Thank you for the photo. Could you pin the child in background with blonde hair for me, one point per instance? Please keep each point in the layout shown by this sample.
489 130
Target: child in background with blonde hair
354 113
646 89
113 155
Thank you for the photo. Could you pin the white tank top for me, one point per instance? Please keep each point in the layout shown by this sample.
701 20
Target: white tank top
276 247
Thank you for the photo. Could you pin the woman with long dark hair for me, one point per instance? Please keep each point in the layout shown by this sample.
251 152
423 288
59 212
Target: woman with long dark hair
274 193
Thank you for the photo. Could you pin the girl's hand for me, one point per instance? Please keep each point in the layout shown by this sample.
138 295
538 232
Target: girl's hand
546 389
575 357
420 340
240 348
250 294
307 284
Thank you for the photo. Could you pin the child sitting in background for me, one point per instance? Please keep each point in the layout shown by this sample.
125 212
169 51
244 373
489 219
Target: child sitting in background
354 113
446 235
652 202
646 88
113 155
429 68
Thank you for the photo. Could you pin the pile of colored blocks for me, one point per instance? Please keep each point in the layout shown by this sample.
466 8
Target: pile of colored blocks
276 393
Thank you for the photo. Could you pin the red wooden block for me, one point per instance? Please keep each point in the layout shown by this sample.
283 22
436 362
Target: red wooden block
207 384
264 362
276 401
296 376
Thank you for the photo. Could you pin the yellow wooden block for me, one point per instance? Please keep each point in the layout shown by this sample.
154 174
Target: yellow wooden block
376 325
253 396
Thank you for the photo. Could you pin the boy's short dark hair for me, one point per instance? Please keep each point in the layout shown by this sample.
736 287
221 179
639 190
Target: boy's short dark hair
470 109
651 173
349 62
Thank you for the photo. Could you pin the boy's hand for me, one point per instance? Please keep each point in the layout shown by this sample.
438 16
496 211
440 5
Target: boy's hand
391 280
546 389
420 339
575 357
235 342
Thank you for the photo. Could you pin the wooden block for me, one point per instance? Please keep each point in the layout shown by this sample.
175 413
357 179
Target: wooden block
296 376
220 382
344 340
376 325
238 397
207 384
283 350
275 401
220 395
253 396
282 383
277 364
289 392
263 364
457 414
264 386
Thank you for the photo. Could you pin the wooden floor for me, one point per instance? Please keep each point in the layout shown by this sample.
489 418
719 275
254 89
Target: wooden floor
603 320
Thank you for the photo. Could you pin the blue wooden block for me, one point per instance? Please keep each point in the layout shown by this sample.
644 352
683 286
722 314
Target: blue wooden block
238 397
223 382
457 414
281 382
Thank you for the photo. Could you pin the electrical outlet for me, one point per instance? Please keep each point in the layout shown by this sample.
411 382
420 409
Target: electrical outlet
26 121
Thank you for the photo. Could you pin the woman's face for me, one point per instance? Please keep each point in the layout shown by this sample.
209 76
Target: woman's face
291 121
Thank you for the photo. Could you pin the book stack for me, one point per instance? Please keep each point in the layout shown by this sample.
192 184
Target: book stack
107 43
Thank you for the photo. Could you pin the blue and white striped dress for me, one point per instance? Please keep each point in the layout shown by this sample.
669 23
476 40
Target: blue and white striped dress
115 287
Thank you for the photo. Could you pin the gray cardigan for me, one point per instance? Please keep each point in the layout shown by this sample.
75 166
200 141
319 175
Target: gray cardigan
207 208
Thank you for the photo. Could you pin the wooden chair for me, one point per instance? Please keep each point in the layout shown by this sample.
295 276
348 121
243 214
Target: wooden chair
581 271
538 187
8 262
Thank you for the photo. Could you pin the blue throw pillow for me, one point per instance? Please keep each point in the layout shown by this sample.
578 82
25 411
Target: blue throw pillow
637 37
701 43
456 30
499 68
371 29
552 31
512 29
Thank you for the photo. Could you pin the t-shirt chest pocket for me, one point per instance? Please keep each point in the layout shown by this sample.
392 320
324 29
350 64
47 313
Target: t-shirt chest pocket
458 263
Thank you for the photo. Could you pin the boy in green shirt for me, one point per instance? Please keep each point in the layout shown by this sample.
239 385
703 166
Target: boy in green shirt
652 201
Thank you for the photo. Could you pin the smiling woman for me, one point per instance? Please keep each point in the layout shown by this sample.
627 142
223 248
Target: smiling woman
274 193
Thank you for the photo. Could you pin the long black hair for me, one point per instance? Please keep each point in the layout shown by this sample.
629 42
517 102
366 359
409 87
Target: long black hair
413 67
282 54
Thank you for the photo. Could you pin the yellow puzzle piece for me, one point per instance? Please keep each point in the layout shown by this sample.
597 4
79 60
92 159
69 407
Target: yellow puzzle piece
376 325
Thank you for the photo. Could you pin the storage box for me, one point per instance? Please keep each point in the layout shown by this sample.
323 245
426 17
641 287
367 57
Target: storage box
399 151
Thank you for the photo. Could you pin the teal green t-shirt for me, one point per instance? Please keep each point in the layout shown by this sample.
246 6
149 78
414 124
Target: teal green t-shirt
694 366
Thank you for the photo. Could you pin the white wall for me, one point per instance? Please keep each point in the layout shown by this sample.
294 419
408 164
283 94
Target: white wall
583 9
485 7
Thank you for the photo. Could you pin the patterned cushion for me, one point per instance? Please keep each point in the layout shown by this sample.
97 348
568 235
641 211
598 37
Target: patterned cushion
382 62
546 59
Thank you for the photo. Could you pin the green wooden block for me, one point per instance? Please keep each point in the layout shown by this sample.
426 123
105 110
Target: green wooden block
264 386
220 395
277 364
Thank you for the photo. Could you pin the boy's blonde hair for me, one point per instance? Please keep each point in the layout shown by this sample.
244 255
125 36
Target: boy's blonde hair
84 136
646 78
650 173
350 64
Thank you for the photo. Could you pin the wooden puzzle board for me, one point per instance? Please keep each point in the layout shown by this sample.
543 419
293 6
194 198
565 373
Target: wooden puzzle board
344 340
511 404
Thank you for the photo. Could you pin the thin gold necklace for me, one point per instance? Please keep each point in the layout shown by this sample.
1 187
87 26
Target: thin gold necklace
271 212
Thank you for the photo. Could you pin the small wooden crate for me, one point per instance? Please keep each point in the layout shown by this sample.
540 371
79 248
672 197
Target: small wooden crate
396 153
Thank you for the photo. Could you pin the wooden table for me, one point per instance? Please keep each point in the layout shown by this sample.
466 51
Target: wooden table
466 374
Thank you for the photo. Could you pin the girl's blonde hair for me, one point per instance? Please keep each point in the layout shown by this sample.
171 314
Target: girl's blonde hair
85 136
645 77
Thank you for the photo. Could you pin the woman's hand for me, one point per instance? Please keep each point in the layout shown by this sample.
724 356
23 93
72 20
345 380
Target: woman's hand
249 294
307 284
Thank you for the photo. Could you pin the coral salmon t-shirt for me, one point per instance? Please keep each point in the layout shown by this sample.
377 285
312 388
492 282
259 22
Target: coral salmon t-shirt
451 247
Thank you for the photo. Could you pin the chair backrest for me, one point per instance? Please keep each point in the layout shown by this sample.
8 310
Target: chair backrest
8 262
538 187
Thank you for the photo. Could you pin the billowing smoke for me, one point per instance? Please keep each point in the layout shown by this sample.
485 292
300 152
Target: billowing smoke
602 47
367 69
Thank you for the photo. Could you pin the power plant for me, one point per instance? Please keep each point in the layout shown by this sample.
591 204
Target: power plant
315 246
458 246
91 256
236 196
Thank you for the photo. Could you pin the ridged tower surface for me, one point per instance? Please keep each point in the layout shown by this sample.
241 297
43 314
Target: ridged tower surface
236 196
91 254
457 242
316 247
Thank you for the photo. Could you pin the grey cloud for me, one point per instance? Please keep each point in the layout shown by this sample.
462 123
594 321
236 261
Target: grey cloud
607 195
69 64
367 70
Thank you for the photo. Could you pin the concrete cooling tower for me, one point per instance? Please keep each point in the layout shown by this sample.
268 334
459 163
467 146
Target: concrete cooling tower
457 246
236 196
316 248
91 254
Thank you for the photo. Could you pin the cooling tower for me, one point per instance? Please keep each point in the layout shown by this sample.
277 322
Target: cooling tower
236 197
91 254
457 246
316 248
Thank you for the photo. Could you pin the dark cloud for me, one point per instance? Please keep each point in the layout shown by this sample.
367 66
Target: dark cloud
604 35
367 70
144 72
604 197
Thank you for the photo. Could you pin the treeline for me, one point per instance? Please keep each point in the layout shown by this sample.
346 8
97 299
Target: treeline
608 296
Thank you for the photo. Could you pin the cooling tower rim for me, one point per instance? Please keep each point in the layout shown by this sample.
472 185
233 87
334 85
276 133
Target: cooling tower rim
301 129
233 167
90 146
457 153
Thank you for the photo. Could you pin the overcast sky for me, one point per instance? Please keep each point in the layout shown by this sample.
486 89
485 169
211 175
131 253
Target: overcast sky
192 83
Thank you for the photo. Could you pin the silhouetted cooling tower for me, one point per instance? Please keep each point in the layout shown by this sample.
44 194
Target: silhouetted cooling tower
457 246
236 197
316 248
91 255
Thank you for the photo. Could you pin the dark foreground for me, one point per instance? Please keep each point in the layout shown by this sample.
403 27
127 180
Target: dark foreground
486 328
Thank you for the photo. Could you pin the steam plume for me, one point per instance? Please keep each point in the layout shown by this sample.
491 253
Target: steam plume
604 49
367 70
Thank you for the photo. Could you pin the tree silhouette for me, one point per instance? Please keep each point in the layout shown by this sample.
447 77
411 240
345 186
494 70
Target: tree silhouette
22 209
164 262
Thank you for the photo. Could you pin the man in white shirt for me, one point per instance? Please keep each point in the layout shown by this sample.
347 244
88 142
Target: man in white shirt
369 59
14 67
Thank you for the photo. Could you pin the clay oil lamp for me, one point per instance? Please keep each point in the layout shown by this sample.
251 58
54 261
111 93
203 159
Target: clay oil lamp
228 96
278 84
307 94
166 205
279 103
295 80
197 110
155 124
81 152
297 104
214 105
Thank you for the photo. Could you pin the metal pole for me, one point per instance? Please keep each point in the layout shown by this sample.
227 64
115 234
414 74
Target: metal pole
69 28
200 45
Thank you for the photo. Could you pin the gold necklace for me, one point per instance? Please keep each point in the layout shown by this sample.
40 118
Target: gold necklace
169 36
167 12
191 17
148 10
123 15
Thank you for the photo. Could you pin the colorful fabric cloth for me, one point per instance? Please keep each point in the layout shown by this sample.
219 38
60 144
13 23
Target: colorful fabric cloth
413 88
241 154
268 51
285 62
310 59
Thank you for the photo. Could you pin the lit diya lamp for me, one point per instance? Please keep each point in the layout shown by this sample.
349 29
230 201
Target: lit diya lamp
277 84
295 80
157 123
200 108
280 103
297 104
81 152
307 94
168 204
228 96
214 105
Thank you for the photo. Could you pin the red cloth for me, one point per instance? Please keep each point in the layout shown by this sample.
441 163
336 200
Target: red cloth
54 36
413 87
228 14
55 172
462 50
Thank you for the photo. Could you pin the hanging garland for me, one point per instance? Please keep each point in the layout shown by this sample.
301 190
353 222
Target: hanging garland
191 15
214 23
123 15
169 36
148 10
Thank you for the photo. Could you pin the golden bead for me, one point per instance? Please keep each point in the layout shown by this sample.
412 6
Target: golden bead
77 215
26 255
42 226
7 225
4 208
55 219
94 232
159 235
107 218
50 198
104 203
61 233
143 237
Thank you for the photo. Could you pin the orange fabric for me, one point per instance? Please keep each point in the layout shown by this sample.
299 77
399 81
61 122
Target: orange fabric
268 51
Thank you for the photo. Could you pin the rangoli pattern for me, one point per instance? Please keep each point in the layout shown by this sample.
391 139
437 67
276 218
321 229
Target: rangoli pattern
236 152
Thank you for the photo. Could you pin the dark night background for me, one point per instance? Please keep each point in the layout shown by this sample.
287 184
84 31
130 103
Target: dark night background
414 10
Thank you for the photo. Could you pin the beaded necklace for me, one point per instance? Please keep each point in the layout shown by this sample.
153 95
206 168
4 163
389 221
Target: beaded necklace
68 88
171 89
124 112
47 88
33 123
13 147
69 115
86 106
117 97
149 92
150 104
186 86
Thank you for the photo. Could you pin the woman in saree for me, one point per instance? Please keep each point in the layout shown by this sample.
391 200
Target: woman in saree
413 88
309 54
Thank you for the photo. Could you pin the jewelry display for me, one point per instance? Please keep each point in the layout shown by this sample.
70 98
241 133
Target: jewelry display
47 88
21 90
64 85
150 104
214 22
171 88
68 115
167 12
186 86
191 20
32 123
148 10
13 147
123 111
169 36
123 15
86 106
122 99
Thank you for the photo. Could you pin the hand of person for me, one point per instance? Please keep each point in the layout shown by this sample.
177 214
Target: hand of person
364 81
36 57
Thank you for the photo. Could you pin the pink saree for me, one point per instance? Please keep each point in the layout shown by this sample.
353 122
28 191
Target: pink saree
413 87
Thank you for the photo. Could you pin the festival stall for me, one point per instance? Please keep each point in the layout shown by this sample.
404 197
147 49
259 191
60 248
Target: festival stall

_ _ _ _ _ _ _

» **WRITTEN PROBLEM**: Copy out exactly the lines from the line with "Thank you for the photo. Could you pin the hand" to the end of the listing, including both of those lines, and give nothing else.

» **FINISHED EXERCISE**:
Thank you for the photo. Could you pin the hand of person for me, one point per instance? Please keep each point in the layout shown by this sample.
177 214
Target: hand of person
364 81
36 57
Thank you for the photo. Could you pin the pink saree for me, one point per instance? Please keep each point in the layout shown by this sample.
353 122
28 191
Target: pink saree
413 87
Thank you for the photo. Could you pin the festival stall for me, one point per instance? Please keep each point in the layout shown by this sample.
404 197
147 49
259 191
60 248
Target: festival stall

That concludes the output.